- Requests
**1.** Copy the perceptron text from "An intuitive way" down to "one decision boundary.", replacing "decision boundary" with "dividing boundary".
**2.** According to the perceptron text, what kind of problems are perceptrons limited to solving?
──────── Text provided ────────
Capabilities and Limitations of Perceptrons

Since the output of a perceptron is binary, we can use it for binary classification, i.e., an input belongs to only one of two classes. The classic examples used to explain what perceptrons can model are logic gates!

Let’s consider the logic gates in the figure above. A white circle means an output of 1 and a black circle means an output of 0, and the axes indicate inputs. For example, when we input 1 and 1 to an AND gate, the output is 1, the white circle. We can create perceptrons that act like gates: they take 2 binary inputs and produce a single binary output!

However, perceptrons are limited to solving problems that are linearly separable. If two classes are linearly separable, this means that we can draw a single line to separate the two classes. We can do this easily for the AND and OR gates, but there is no single line that can separate the classes for the XOR gate! This means that we can’t use our single-layer perceptron to model an XOR gate.

An intuitive way to understand why perceptrons can only model linearly separable problems is to look the weighted sum equation (with the bias).

    \[ \displaystyle\sum_{i=0}^N W_i x_i + b \]

This looks very similar to the equation of a line! (Or, more generally, a hyperplane.) Hence, we’re creating a line and saying that everything on one side of the line belongs to one class and everything on the other side belongs to the other class. This line is called the decision boundary, and, when we use a single-layer perceptron, we can only produce one decision boundary.
──────── Supplied data ────────
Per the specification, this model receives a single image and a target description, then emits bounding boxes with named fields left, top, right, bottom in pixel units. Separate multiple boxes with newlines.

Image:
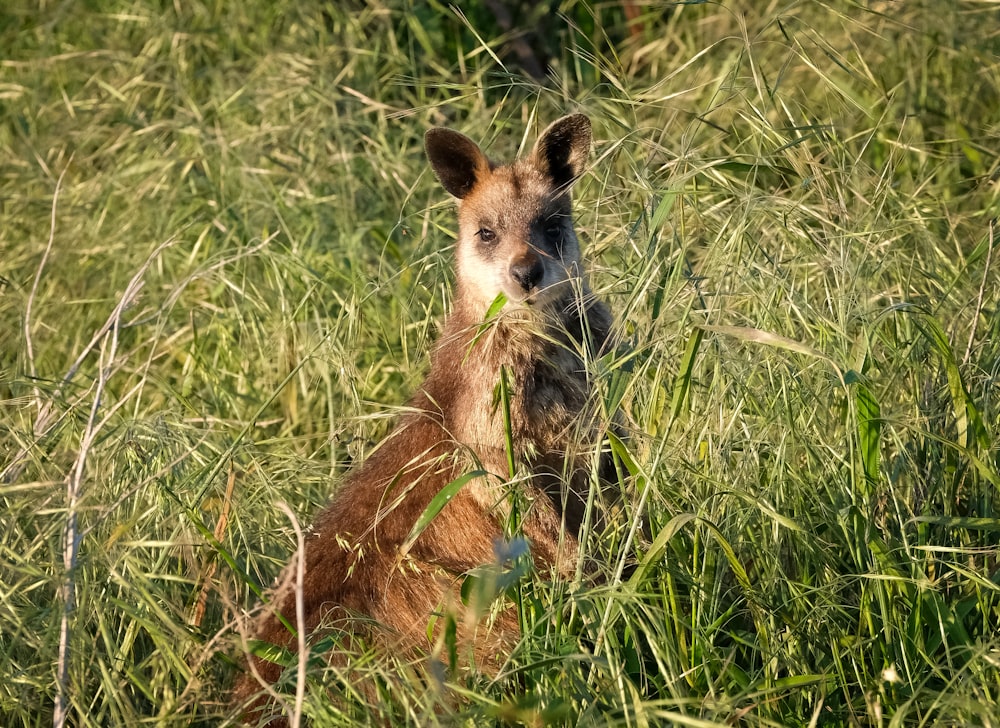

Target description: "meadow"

left=0, top=0, right=1000, bottom=727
────────
- Answers per task
**1.**
An intuitive way to understand why perceptrons can only model linearly separable problems is to look the weighted sum equation (with the bias).

    \[ \displaystyle\sum_{i=0}^N W_i x_i + b \]

This looks very similar to the equation of a line! (Or, more generally, a hyperplane.) Hence, we’re creating a line and saying that everything on one side of the line belongs to one class and everything on the other side belongs to the other class. This line is called the dividing boundary, and, when we use a single-layer perceptron, we can only produce one dividing boundary.

**2.** Problems that are linearly separable.